====== Dataset records ======

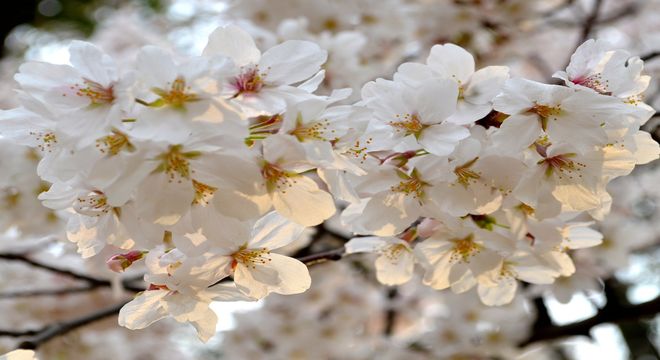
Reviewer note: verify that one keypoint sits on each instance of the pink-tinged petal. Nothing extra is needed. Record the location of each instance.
(144, 310)
(467, 113)
(435, 100)
(517, 133)
(485, 84)
(365, 244)
(294, 275)
(92, 63)
(255, 281)
(442, 139)
(499, 295)
(274, 231)
(303, 202)
(452, 61)
(233, 42)
(395, 270)
(291, 62)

======

Copy every line of the records above word for word, leaving out the pictures.

Reviewer note: verify that one keypoint sits on each instance of the pink-tinged petal. Nothing extra is needed. Record the location of each instance.
(144, 310)
(467, 113)
(435, 100)
(517, 133)
(485, 84)
(365, 244)
(294, 275)
(92, 63)
(255, 281)
(442, 139)
(499, 295)
(274, 231)
(303, 202)
(452, 61)
(233, 42)
(395, 270)
(291, 62)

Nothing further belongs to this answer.